══ Dataset excerpts

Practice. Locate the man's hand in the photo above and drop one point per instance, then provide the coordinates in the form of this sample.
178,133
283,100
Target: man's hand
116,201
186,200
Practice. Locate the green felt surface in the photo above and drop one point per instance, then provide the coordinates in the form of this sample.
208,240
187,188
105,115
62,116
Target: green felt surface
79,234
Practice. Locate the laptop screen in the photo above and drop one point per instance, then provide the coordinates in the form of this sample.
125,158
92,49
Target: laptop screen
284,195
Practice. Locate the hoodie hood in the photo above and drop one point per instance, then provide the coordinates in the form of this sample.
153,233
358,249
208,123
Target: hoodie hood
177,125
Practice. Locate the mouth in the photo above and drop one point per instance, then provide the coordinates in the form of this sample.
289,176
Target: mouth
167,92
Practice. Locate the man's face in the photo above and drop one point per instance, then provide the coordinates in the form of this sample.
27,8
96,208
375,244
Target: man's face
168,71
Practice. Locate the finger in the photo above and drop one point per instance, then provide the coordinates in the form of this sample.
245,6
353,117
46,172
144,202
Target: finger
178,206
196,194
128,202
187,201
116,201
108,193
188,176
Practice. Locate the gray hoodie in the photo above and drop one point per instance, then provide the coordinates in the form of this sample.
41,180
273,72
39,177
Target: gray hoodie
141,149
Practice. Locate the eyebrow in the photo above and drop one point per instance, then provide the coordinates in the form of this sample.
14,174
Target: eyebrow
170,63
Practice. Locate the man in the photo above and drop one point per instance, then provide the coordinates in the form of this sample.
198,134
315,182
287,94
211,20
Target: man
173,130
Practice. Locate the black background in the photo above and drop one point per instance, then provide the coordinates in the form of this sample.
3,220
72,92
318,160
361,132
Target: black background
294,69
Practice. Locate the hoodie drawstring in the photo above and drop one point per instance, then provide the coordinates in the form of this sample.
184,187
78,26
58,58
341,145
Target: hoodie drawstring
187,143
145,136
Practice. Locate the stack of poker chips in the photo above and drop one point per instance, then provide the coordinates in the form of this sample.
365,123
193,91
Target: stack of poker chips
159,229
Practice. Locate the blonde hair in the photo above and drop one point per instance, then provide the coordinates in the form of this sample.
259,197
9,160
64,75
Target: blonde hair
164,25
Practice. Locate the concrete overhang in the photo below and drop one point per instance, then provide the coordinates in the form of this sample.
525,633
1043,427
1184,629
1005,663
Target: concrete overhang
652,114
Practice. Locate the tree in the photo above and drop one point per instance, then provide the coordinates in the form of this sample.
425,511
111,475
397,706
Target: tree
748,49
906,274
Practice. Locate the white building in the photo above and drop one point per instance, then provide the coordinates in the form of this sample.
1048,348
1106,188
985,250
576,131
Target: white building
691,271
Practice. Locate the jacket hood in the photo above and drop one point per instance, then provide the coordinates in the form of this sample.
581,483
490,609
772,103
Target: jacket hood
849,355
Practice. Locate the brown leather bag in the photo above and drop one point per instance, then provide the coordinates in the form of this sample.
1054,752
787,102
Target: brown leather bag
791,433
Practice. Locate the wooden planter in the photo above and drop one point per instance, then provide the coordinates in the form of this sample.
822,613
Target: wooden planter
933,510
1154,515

════

[About this exercise]:
The full listing, retyped exactly, is the expected answer.

[Solved problem]:
Practice. Locate the man's hand in the photo above and drop one point per instance, then provide the coordinates in the form of this sample.
178,133
283,100
Target: man's hand
116,201
186,200
Practice. Locate the green felt surface in the photo above and drop one point per instance, then provide the coordinates in the form of this sample.
208,240
187,188
105,115
62,116
Target: green felt surface
79,234
Practice. Locate the laptop screen in the photo above and drop one point per instance, then provide the coordinates in the form of this sample.
125,158
92,49
Target: laptop screen
284,195
Practice. Locate the hoodie hood in the photo above and drop one point per instance, then provide the coordinates in the form of this sample.
153,233
358,249
208,123
Target: hoodie hood
177,125
Practice. Locate the mouth in the photo above and drop one point per instance, then provide the coordinates in the form of this sample.
289,176
Target: mouth
167,92
Practice. Locate the man's face in the photo above and drop one point per instance, then provide the coordinates in the form of this sample.
27,8
96,208
375,244
Target: man's face
168,71
Practice. Locate the finger in the photo above and drop one point per instance, then provide the coordinates in the form of this sample.
245,6
353,117
46,172
144,202
Target: finger
178,206
196,194
128,202
187,201
116,201
108,193
188,176
Practice. Locate the gray hoodie in the photo above and drop one point per instance, then provide the coordinates in the form of this sample.
41,180
273,72
39,177
Target: gray hoodie
141,149
Practice. Locate the eyebrow in the photo above and drop one point per instance, then provide the coordinates in the form of this sample.
14,174
Target: eyebrow
170,63
Practice. Locate the man in the photo above and drop one point per instance, then provide the coordinates in the form of this sample.
198,134
315,182
287,94
211,20
Target: man
173,130
Practice. Locate the black background in the photo above and drop one point per instance, then provide the coordinates in the form of this sample.
3,220
72,92
318,160
361,132
Target: black background
294,69
Practice. Locate the hoodie drawstring in the photo above and drop one point per instance, then provide the coordinates in the form of this sample.
184,187
78,26
58,58
341,145
Target: hoodie drawstring
187,143
145,136
Practice. Locate the stack of poker chips in the photo above and drop one point per instance, then provide the coordinates in the form of this sample.
365,123
193,91
Target: stack of poker chips
159,229
Practice. Locate the blonde hair in the photo above and drop one point per instance, then provide the coordinates in the form of this sample.
259,197
9,160
64,75
Target: blonde hair
164,25
Practice. Locate the concrete overhang in the photo below and drop one point per instance, then provide the coordinates in the form of this sample.
525,633
1043,427
1184,629
1005,663
Target: concrete overhang
652,114
Practice. Locate the tree in the photo above and drop one point per instance, then provide the coordinates in the form of this sample.
425,511
111,475
397,706
Target: tree
748,49
906,274
Practice. Locate the white building in the photo above and drop one point per instance, then provide the coordinates in the form of this sample.
1048,348
1106,188
985,250
576,131
Target: white building
691,271
Practice. Locate the jacket hood in the photo above and drop one point per instance, then provide the coordinates in the form of this sample.
581,483
490,609
772,103
Target: jacket hood
849,355
Practice. Locate the brown leather bag in the photo above and drop one point per instance, then provide the coordinates in the form of this sample.
1054,752
787,102
Target: brown leather bag
791,433
Practice. Locate the wooden planter in the photo above and drop one point per instance, then provide the coordinates in the form of this sample.
822,613
Target: wooden planter
933,510
1154,515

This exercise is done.